▸ YOUR GOAL
The response must contain every line from the records below that has "segment".

##### PROVIDED RECORDS

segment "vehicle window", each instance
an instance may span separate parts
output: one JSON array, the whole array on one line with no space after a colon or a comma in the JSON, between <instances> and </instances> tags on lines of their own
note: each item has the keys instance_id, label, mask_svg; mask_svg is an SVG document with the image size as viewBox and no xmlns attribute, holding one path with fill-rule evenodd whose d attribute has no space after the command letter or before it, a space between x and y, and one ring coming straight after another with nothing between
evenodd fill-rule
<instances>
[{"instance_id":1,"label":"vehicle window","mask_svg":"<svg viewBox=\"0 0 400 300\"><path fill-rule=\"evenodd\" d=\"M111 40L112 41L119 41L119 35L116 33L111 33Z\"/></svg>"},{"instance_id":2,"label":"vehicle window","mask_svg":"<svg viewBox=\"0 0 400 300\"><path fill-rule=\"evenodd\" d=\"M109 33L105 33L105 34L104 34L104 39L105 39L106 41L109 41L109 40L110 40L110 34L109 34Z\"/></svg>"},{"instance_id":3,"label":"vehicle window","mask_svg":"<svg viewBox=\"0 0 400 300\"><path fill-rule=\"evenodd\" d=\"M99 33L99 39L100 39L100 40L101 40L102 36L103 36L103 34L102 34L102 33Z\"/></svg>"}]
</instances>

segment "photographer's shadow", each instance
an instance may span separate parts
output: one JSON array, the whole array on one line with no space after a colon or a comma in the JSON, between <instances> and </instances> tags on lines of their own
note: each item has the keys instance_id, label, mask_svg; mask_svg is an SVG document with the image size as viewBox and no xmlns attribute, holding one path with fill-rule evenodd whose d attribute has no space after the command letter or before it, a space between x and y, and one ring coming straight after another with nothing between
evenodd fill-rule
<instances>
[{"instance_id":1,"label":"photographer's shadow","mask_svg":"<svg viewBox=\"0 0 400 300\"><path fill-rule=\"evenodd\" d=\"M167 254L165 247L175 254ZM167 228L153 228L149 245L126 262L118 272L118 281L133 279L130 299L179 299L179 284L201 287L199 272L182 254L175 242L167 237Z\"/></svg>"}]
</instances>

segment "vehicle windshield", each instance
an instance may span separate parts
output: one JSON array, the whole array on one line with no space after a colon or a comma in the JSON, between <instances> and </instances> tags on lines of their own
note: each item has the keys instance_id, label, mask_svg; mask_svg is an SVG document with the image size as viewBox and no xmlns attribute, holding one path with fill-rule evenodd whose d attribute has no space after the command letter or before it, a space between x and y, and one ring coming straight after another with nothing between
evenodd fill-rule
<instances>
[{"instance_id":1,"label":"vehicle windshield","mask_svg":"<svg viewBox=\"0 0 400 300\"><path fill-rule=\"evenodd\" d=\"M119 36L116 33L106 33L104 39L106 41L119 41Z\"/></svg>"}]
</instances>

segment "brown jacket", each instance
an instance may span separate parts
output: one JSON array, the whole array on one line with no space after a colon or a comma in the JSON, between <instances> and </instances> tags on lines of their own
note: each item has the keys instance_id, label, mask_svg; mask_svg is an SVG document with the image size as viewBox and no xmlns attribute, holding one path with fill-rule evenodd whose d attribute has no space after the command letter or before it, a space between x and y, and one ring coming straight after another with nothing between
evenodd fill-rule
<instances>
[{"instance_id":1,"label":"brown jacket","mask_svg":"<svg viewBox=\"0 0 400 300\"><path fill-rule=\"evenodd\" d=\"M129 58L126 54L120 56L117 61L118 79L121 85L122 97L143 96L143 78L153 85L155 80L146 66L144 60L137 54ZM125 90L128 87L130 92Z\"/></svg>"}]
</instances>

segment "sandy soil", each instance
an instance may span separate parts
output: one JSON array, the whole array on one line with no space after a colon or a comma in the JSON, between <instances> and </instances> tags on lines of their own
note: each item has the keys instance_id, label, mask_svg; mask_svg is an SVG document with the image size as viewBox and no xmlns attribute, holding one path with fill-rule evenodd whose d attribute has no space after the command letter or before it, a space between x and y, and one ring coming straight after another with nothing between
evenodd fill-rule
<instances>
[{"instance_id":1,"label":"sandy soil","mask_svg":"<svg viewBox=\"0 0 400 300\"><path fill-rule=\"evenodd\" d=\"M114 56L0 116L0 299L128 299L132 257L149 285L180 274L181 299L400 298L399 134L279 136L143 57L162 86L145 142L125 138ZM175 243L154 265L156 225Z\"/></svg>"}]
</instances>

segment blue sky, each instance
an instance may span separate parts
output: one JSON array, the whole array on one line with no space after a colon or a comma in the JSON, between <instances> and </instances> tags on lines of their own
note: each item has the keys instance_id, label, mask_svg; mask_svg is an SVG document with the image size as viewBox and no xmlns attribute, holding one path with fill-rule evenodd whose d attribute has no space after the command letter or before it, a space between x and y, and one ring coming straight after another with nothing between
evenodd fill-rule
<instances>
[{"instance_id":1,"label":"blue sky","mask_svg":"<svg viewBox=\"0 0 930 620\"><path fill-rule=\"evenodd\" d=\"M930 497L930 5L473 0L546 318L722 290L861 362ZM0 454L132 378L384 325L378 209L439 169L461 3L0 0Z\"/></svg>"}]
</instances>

##########

▸ EXERCISE RESULT
segment "vehicle window", each instance
segment "photographer's shadow", each instance
segment "vehicle windshield", each instance
segment "brown jacket", each instance
segment "sandy soil", each instance
segment blue sky, each instance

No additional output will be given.